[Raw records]
•••••

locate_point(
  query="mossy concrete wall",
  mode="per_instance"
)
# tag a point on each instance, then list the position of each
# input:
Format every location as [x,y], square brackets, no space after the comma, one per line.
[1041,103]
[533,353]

•••••

## WHAT THE TASK REQUIRES
Could you rewrite the material with "concrete" replaced by "brick" and everything else kept the same?

## COMPLETE OUTPUT
locate_point(
  query="mossy brick wall",
  mode="per_instance"
)
# tag a point on each instance, then list the position of each
# input:
Format every location as [x,y], square brackets, no space after the comma, one per line.
[1041,103]
[533,353]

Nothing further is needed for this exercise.